▶ _Records_

=== Section Start ===

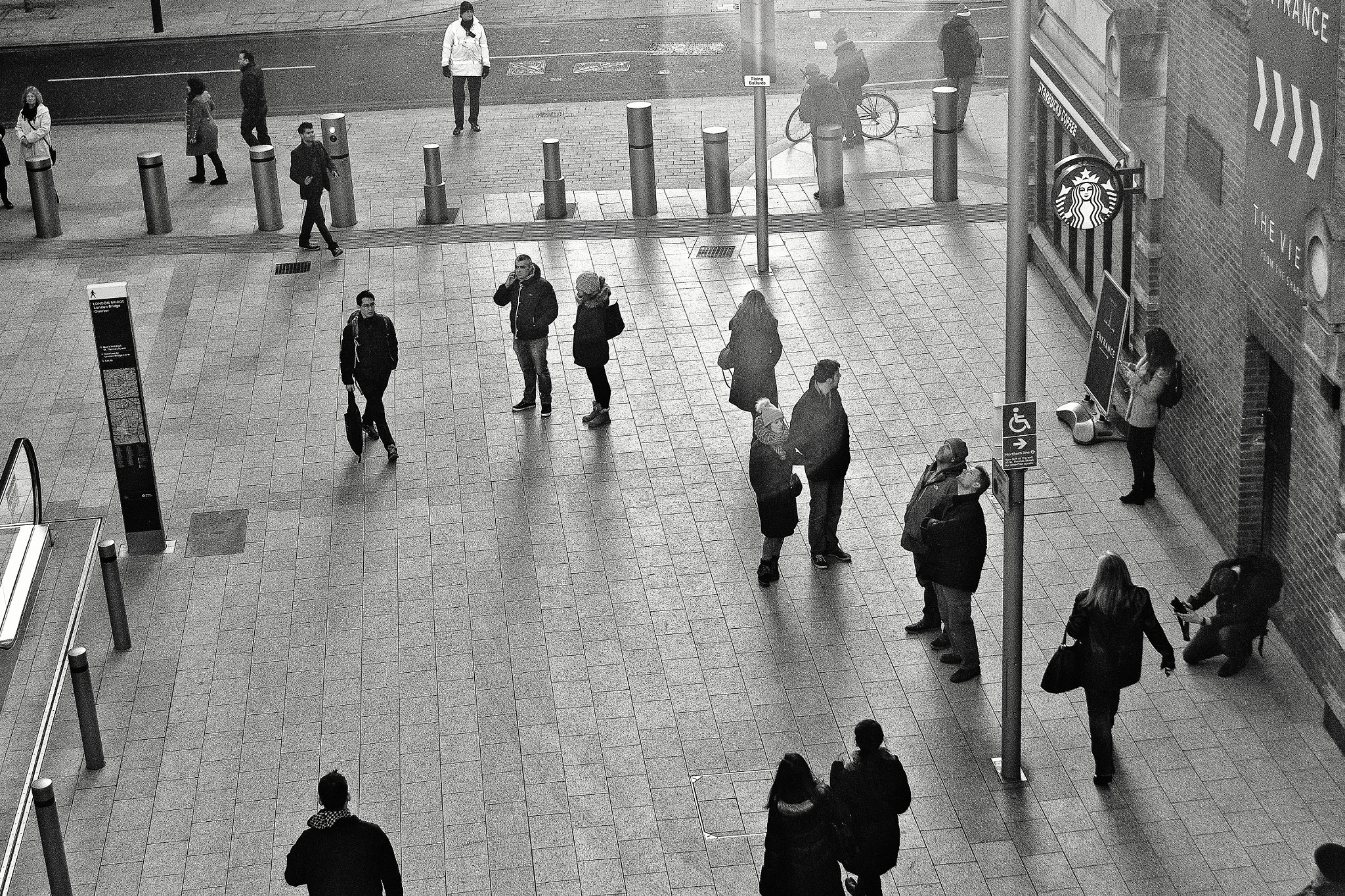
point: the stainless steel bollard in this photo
(553, 183)
(944, 144)
(436, 195)
(715, 142)
(87, 708)
(639, 128)
(830, 165)
(42, 188)
(53, 844)
(338, 148)
(265, 188)
(154, 188)
(112, 587)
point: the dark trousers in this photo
(373, 386)
(1102, 715)
(1139, 444)
(825, 513)
(255, 121)
(314, 215)
(463, 85)
(602, 389)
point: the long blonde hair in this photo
(1111, 585)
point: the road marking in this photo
(170, 74)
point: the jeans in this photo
(373, 386)
(463, 85)
(531, 360)
(314, 215)
(1102, 714)
(255, 121)
(956, 608)
(963, 86)
(825, 498)
(602, 389)
(1139, 445)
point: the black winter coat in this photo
(875, 792)
(531, 305)
(957, 539)
(757, 351)
(353, 857)
(1114, 643)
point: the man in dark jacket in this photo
(820, 430)
(341, 855)
(961, 45)
(1246, 590)
(850, 77)
(311, 168)
(957, 539)
(369, 358)
(252, 85)
(937, 485)
(531, 308)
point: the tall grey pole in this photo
(1016, 379)
(763, 182)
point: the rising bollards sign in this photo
(1290, 136)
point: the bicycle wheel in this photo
(795, 128)
(879, 114)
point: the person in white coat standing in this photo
(467, 60)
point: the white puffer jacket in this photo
(463, 54)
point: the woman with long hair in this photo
(872, 784)
(1146, 381)
(757, 349)
(202, 133)
(801, 851)
(1113, 617)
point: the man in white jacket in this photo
(467, 60)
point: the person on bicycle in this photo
(850, 77)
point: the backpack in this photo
(1173, 391)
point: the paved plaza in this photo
(540, 652)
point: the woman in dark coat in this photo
(872, 785)
(755, 343)
(771, 473)
(1111, 618)
(202, 133)
(801, 851)
(591, 351)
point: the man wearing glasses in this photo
(369, 358)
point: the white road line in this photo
(170, 74)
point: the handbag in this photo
(1066, 670)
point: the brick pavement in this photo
(540, 652)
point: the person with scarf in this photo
(467, 61)
(771, 472)
(591, 351)
(341, 852)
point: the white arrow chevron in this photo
(1315, 159)
(1261, 104)
(1298, 125)
(1279, 112)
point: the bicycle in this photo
(879, 117)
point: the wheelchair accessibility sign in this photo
(1020, 436)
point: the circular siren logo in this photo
(1087, 192)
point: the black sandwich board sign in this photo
(1110, 327)
(119, 368)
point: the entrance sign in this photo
(119, 367)
(1110, 326)
(1290, 136)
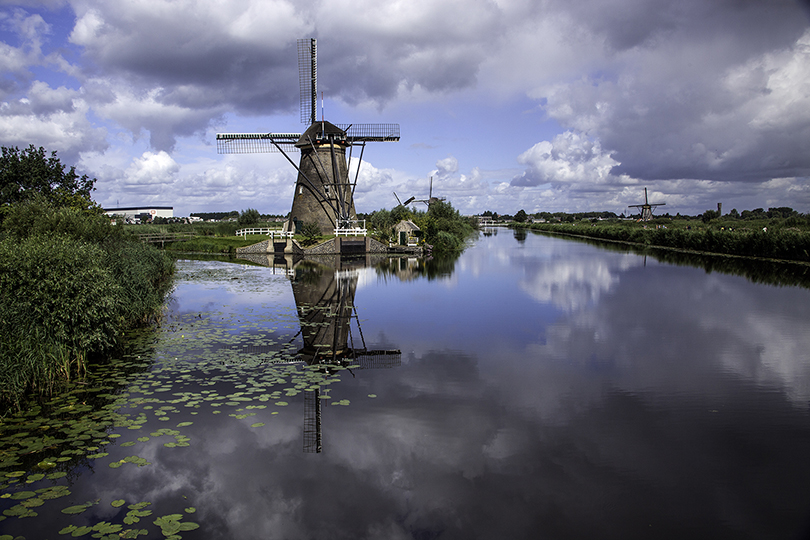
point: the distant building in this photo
(141, 213)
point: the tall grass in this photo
(70, 285)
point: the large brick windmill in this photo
(324, 193)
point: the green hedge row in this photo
(773, 244)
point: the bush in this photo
(311, 232)
(70, 284)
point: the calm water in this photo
(533, 388)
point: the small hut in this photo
(406, 233)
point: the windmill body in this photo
(324, 193)
(646, 208)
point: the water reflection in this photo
(545, 388)
(324, 297)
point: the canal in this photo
(533, 387)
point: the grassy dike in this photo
(768, 240)
(71, 284)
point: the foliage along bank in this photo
(442, 227)
(774, 242)
(70, 282)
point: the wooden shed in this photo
(406, 233)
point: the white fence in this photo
(359, 229)
(273, 233)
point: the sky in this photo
(540, 105)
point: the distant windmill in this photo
(323, 192)
(646, 208)
(430, 200)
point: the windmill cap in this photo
(317, 132)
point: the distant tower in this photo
(323, 192)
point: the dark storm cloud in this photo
(694, 89)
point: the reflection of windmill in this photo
(323, 192)
(646, 208)
(430, 200)
(325, 301)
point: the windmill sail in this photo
(323, 192)
(308, 79)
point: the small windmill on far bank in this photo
(430, 200)
(324, 193)
(646, 208)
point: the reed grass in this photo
(70, 285)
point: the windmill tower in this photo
(324, 194)
(646, 208)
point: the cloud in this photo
(697, 114)
(151, 168)
(570, 159)
(52, 118)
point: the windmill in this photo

=== Section End ===

▶ _Instructions for the task_
Give back every record exactly. Omit the pictures.

▶ _Written solution_
point: the stainless steel bollard in this photo
(553, 183)
(944, 144)
(436, 195)
(715, 142)
(87, 708)
(639, 128)
(830, 165)
(42, 188)
(53, 844)
(338, 148)
(265, 188)
(154, 188)
(112, 587)
point: the dark trousers in this photo
(373, 386)
(1102, 715)
(1139, 444)
(825, 513)
(255, 121)
(314, 215)
(463, 85)
(602, 389)
point: the long blonde hair in this photo
(1111, 585)
point: the road marking in this photo
(170, 74)
point: the jeans in this photo
(373, 386)
(463, 85)
(531, 360)
(314, 215)
(1102, 714)
(255, 121)
(956, 608)
(963, 86)
(825, 498)
(602, 389)
(1139, 445)
point: the black winter coat in this photo
(875, 792)
(531, 305)
(957, 539)
(757, 351)
(353, 857)
(1114, 643)
point: the man in dark jacket in this photo
(820, 430)
(341, 855)
(961, 45)
(1246, 590)
(850, 77)
(311, 168)
(957, 539)
(369, 358)
(252, 85)
(937, 485)
(531, 308)
point: the tall grey pole in this photo
(1016, 379)
(763, 182)
point: the rising bollards sign in this photo
(1290, 136)
point: the bicycle wheel in this photo
(795, 128)
(879, 114)
point: the person in white coat standing in this photo
(467, 60)
point: the white puffer jacket in this photo
(463, 54)
point: the woman with long hair in this photo
(872, 784)
(1146, 381)
(757, 349)
(202, 133)
(801, 851)
(1113, 617)
point: the man in white jacket in this photo
(467, 60)
point: the person on bicycle in this photo
(850, 77)
point: the backpack in this photo
(1173, 391)
point: the paved plaza in this photo
(540, 652)
point: the woman in dark coat in this photo
(872, 785)
(755, 343)
(771, 473)
(1111, 618)
(202, 133)
(801, 851)
(591, 351)
point: the man wearing glasses in this photo
(369, 358)
point: the white road line in this photo
(170, 74)
point: the handbag in this photo
(1066, 670)
point: the brick pavement in this photo
(540, 652)
point: the person with scarf in this photo
(467, 61)
(771, 472)
(591, 351)
(341, 852)
point: the white arrow chevron in this photo
(1315, 159)
(1261, 104)
(1298, 125)
(1279, 112)
point: the bicycle in this photo
(879, 117)
point: the wheelchair accessibility sign in this photo
(1020, 436)
point: the circular siren logo in this photo
(1087, 192)
point: the black sandwich board sign in this photo
(1110, 327)
(119, 368)
point: the entrance sign in this photo
(119, 367)
(1110, 326)
(1290, 136)
point: the distant building in this photo
(141, 213)
point: the tall grass in this photo
(70, 285)
point: the large brick windmill in this photo
(324, 193)
point: the green hedge row in this photo
(773, 244)
point: the bush in this photo
(311, 232)
(70, 284)
point: the calm water in this photo
(533, 388)
point: the small hut in this photo
(406, 233)
point: the windmill body in this photo
(324, 193)
(646, 208)
point: the water reflection in this photo
(545, 388)
(324, 297)
point: the canal in this photo
(533, 387)
point: the grassy dike in this photo
(768, 240)
(71, 284)
point: the foliage along bank in this photo
(442, 227)
(774, 242)
(70, 282)
point: the wooden shed in this photo
(406, 233)
point: the white fence in this photo
(359, 229)
(273, 233)
point: the sky in this photo
(540, 105)
point: the distant windmill in this photo
(323, 192)
(646, 208)
(430, 200)
point: the windmill cap in this photo
(317, 132)
point: the distant tower in this photo
(323, 192)
point: the dark storm cloud in this photo
(694, 89)
point: the reflection of windmill in this photo
(323, 192)
(646, 208)
(430, 200)
(325, 301)
point: the windmill sail in this photo
(323, 192)
(308, 79)
point: the small windmill on far bank in this photo
(430, 200)
(324, 193)
(646, 208)
point: the reed grass in this photo
(70, 285)
point: the windmill tower in this photo
(324, 194)
(646, 208)
point: the cloud in this photo
(697, 114)
(151, 168)
(570, 159)
(52, 118)
point: the windmill in this photo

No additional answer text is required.